* _Work item_
Provide only the number of lines in the records below that include "road".

* _Exercise inputs_

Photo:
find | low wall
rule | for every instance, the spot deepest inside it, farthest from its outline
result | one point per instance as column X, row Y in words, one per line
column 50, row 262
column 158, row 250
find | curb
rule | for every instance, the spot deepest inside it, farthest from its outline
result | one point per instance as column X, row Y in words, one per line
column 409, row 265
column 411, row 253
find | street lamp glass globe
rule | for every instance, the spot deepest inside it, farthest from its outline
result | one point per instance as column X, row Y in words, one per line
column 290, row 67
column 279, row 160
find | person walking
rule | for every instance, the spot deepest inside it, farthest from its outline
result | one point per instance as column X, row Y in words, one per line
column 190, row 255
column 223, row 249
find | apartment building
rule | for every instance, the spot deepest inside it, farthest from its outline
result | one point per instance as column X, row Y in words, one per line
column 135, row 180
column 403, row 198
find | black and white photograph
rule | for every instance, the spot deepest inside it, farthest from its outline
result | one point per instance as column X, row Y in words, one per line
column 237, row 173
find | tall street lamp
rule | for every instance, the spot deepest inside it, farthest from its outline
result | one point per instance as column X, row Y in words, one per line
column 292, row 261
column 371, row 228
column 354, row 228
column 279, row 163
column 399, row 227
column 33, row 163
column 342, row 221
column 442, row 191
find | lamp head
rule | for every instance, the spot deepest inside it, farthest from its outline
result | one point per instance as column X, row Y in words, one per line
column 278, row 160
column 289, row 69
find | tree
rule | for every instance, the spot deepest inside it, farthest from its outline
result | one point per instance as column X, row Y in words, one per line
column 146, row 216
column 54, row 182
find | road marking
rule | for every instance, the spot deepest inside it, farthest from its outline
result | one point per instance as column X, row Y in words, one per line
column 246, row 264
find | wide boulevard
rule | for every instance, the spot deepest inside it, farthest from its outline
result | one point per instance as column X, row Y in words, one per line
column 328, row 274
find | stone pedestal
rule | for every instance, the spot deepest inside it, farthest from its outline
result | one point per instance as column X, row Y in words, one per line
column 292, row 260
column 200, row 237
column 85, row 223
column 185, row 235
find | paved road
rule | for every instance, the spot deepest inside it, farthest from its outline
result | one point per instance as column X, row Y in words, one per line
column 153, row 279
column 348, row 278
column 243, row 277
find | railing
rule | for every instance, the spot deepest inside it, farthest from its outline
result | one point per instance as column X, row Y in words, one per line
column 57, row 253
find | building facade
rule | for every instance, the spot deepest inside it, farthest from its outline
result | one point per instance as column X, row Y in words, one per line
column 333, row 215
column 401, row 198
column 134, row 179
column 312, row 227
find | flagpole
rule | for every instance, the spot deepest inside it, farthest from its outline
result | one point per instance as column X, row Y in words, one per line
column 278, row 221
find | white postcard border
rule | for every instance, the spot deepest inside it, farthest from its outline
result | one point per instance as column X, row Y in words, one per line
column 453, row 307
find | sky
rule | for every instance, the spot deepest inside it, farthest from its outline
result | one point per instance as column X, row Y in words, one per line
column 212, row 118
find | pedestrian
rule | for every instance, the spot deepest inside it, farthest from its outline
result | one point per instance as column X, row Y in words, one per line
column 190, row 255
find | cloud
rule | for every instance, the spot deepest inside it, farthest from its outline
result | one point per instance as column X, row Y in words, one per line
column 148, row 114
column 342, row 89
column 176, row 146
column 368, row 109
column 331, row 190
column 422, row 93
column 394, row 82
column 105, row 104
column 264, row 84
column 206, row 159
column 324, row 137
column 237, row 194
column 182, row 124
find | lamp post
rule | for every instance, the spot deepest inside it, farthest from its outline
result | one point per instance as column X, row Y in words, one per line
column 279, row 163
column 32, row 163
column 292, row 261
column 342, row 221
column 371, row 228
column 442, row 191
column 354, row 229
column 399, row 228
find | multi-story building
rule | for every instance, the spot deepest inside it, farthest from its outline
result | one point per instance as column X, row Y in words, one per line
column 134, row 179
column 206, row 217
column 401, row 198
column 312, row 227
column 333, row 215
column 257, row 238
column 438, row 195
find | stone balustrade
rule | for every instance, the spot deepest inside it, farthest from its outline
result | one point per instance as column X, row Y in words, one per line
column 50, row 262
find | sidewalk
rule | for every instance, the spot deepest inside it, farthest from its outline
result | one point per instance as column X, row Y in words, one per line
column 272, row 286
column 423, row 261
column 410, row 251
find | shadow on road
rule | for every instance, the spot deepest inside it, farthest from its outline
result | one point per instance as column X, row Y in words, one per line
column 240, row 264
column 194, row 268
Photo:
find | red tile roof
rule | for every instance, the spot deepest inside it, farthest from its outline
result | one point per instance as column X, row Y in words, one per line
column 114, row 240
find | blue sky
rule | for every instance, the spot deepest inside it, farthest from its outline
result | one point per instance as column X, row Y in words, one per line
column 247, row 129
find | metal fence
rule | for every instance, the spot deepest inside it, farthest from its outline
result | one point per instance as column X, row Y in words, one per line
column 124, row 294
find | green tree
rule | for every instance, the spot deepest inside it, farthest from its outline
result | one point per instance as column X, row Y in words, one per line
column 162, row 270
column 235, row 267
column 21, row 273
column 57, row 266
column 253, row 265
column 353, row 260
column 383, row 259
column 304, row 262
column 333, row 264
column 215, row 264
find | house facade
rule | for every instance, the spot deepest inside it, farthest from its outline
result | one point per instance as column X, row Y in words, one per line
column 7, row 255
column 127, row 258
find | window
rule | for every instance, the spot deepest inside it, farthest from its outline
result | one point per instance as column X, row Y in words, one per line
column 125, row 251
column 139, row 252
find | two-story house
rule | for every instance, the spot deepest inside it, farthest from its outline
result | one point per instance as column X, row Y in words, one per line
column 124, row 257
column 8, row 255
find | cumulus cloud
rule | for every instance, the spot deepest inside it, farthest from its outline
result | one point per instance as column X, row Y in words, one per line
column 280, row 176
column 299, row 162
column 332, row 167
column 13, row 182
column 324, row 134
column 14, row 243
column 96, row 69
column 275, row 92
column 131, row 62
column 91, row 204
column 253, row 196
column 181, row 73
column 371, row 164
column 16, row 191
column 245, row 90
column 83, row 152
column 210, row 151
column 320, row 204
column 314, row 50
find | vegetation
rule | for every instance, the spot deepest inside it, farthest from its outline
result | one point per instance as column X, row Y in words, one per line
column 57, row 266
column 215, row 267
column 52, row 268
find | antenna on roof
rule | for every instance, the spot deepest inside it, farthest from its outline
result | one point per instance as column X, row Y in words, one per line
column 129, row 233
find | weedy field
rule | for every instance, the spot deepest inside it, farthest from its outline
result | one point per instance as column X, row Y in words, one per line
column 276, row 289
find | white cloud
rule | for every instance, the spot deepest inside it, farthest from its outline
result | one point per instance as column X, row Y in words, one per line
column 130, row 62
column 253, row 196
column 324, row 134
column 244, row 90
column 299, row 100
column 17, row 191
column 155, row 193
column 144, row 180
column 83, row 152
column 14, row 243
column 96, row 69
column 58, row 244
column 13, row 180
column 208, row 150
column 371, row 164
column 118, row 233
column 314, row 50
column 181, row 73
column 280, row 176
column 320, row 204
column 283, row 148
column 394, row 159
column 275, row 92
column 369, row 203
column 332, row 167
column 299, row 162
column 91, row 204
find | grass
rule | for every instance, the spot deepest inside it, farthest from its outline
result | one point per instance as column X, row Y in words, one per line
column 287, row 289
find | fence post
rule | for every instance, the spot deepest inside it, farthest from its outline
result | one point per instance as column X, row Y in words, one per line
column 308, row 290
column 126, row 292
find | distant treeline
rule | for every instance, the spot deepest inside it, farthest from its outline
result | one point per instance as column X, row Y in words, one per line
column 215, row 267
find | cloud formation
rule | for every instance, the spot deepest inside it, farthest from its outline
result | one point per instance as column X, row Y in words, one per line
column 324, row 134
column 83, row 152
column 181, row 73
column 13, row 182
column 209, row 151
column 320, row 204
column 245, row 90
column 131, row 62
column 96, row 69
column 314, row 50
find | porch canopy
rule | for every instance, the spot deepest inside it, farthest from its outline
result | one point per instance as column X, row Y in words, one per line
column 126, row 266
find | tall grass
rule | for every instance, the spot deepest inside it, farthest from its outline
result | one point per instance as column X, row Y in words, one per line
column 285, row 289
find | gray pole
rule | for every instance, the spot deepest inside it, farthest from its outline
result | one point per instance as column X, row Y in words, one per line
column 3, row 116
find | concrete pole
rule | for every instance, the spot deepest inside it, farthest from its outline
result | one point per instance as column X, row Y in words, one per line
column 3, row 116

* _Task response_
3